◆ Exercício proposto 1
Liste, na ordem em que aparecem, todas as expressões que o trecho fornecido coloca entre aspas.
◆ Exercício proposto 2
Reescreva em forma de lista o parágrafo do trecho fornecido que começa com "Ficava na última rua do bairro", mantendo as informações principais.
◆ Exercício proposto 3
Transcreva fielmente a parte do trecho fornecido que se inicia nas palavras contendo "Luzes que vagam" e termina em "de lavar roupas.".

◆ Trecho fornecido

Luzes que vagam na lembrança .


 

_____Desde o início deste ano tenho me lembrado com frequência da casa onde nasci. Uma casinha bem simples, construída no fundo de um terreno, e que tinha apenas três cômodos. Sala, cozinha e um único quarto, com um banheiro do lado de fora, próximo a um pequeno rancho que abrigava o tanque de lavar roupas.

_____Ficava na última rua do bairro, sem asfalto. Para dar mais “segurança”, uma cerca de bambu foi “edificada” na frente da casa, a poucos metros do acanhado terraço da sala. O chão de todos os cômodos era de tijolos e no alto as telhas eram visíveis, pois não havia forro. Isso quer dizer que no verão o interior da casa era “um forno” e no inverno as frestas não davam conta de segurar o vento frio, se muito forte.

_____Moramos nela até quando eu tinha pouco mais de seis anos e depois mudamos para uma nova casa na frente do mesmo terreno, dessa vez com todo o “luxo” de se ter quatro cômodos; ou seja, um dormitório a mais. Desse modo, deixamos de habitar uma casinha de fundo, para viver numa outra em que um vitrô e uma janela tinham a calçada por companhia. A rua continuou sem ser pavimentada ainda por mais algum tempo.

_____Apesar das dificuldades, tenho muita saudade de como a vida era simples. Sem ter aparelho de televisão, ao anoitecer a simplicidade convidava as crianças a olharem para o céu e observar as estrelas. Ou, então, admirar as “estrelas voadoras”, querendo iluminar as verduras da pequena horta, ou esparsas margaridas na cabeceira dos poucos canteiros.

_____Era maravilhoso ter alguns singelos pontos brilhantes, numa época em que não era comum instrumentos portáteis, pois o uso de objetos com pilhas ainda era uma raridade para o poder aquisitivo da maioria. Para clarear aqui ou ali, era preciso servir-se com cuidado de uma lamparina com querosene. Tarefa essa destinada a um adulto, é claro!

_____Desse modo, numa atmosfera de luzes tímidas e escassas, ali diante de nossos olhos, podíamos ver o bailado encantador de alguns vagalumes. Depois de crescido vim saber que também são conhecidos como pirilampos. Mas porque agora fui me lembrar de vagalumes?

◆ Dados fornecidos
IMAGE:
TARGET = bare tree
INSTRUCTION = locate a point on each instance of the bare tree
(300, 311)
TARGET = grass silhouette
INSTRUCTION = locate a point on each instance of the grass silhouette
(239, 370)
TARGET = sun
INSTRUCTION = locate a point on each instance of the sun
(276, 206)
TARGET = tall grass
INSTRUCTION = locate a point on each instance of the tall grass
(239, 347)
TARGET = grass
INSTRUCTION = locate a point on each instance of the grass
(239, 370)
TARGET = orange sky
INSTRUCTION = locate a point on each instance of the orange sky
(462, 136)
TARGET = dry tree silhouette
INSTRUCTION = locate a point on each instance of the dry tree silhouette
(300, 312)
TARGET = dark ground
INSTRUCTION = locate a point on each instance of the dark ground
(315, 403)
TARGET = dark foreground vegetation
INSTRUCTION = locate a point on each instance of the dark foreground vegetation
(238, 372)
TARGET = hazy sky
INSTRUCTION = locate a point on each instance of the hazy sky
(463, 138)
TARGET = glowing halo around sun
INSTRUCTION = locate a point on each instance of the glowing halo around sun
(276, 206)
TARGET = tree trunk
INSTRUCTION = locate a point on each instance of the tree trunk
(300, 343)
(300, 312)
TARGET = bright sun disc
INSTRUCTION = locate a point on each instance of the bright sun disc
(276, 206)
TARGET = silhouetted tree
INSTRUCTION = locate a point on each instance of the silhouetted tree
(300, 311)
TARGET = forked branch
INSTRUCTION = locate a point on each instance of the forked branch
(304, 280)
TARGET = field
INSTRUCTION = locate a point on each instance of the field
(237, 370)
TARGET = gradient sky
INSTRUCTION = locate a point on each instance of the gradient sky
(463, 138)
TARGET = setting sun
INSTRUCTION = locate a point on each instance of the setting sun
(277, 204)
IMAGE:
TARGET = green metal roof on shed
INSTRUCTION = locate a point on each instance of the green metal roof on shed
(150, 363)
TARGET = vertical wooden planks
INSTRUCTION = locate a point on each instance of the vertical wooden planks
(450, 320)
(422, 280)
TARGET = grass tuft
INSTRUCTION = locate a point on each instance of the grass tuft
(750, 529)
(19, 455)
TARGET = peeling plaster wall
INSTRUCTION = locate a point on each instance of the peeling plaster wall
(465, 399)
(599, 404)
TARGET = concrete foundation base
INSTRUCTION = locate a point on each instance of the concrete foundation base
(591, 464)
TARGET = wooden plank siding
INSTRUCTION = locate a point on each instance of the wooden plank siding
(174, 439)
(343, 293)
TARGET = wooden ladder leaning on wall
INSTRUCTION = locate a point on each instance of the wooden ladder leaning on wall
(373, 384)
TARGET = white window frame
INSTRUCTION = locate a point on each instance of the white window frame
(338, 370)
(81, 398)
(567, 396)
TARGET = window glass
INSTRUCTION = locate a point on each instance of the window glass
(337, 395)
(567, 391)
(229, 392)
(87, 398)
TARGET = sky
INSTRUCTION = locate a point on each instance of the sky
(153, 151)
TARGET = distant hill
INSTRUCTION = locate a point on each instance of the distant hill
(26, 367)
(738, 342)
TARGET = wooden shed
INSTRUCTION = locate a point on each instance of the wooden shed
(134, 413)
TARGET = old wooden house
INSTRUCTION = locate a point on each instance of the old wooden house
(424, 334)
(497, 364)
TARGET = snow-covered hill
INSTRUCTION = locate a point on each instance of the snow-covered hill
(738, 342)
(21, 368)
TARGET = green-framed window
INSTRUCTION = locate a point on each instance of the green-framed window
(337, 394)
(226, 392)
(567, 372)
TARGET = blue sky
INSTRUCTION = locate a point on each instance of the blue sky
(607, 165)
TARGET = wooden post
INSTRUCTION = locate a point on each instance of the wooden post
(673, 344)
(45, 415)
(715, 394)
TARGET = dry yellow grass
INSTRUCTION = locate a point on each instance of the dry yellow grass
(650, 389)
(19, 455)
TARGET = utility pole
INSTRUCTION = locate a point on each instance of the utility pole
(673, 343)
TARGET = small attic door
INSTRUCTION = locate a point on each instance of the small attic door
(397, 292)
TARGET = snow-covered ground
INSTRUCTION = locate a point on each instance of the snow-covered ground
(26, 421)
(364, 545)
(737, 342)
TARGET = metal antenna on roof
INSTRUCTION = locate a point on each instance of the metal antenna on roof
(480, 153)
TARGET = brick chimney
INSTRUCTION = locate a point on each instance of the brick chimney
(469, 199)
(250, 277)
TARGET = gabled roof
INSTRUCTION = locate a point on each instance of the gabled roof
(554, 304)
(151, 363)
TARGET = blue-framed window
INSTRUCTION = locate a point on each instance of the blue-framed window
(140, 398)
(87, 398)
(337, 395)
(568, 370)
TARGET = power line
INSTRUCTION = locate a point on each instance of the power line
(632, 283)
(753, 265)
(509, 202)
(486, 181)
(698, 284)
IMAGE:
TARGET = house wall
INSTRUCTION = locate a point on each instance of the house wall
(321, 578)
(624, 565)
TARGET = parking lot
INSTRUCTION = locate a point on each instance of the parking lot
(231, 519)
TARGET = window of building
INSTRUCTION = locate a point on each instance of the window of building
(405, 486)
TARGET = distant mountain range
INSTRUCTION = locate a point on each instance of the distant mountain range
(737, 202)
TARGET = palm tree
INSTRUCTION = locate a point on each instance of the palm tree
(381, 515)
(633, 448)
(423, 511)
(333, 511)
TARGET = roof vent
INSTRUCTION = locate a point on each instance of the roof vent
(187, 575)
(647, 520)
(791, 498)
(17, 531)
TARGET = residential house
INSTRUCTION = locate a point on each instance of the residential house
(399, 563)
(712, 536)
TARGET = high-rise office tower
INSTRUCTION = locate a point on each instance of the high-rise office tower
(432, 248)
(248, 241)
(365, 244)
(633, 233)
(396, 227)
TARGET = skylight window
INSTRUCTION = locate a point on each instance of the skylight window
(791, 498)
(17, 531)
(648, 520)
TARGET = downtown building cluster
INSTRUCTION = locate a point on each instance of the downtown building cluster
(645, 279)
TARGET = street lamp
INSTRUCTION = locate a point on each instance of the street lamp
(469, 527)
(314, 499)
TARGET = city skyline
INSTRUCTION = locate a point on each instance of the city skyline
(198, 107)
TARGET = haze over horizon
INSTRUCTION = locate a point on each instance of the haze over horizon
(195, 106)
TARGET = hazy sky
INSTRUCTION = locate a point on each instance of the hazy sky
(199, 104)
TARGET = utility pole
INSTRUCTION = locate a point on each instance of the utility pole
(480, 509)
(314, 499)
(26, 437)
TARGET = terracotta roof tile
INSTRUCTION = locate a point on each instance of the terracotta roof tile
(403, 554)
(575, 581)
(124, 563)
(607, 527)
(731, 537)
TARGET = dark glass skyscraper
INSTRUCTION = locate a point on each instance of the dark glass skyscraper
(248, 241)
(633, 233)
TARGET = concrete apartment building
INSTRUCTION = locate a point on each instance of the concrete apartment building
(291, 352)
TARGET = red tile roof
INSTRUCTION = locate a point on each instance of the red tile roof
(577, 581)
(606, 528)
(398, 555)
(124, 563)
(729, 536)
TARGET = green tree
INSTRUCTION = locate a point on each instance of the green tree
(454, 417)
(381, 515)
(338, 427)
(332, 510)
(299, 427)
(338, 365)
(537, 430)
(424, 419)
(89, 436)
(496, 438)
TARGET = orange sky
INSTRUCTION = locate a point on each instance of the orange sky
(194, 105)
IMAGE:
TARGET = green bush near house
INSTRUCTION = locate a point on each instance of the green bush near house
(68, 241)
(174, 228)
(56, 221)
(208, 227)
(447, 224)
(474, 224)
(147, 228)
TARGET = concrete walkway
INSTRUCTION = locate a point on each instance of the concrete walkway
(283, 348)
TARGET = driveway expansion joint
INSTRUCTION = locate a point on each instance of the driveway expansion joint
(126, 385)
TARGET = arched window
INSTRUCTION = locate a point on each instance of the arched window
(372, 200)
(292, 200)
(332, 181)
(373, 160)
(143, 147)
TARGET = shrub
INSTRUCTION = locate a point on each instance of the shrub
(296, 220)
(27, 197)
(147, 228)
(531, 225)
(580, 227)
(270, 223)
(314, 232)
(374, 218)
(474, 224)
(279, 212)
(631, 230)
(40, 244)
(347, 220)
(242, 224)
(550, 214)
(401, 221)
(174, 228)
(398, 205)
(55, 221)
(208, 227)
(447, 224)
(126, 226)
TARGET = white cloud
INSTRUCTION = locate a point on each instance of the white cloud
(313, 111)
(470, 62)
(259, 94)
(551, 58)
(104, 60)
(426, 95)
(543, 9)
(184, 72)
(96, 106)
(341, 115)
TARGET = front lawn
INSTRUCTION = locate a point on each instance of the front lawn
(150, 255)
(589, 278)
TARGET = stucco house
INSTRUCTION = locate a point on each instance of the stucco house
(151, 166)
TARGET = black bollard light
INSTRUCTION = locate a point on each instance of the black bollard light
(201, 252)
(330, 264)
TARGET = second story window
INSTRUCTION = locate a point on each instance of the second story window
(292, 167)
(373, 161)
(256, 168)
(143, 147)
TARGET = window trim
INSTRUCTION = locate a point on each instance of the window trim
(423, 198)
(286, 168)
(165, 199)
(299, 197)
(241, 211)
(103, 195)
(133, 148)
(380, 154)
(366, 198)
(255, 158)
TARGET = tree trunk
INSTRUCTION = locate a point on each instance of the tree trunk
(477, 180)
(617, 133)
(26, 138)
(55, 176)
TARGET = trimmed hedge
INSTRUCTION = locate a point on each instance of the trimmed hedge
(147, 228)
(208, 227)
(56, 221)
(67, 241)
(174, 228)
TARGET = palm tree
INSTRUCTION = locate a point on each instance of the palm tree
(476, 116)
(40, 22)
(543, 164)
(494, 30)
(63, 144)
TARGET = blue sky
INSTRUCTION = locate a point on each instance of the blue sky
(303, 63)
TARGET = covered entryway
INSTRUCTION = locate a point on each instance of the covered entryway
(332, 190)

◆ Resposta final 1
1. “segurança”
2. “edificada”
3. “um forno”
4. “luxo”
5. “estrelas voadoras”

◆ Resposta final 2
- A casa ficava na última rua do bairro, que não era asfaltada.
- Na frente da casa havia uma cerca de bambu, a poucos metros do pequeno terraço da sala.
- O chão de todos os cômodos era de tijolos.
- Não havia forro, e as telhas ficavam visíveis.
- Por isso, no verão o interior era muito quente, e no inverno as frestas não seguravam o vento frio quando ele era forte.

◆ Resposta final 3
Luzes que vagam na lembrança .


 

_____Desde o início deste ano tenho me lembrado com frequência da casa onde nasci. Uma casinha bem simples, construída no fundo de um terreno, e que tinha apenas três cômodos. Sala, cozinha e um único quarto, com um banheiro do lado de fora, próximo a um pequeno rancho que abrigava o tanque de lavar roupas.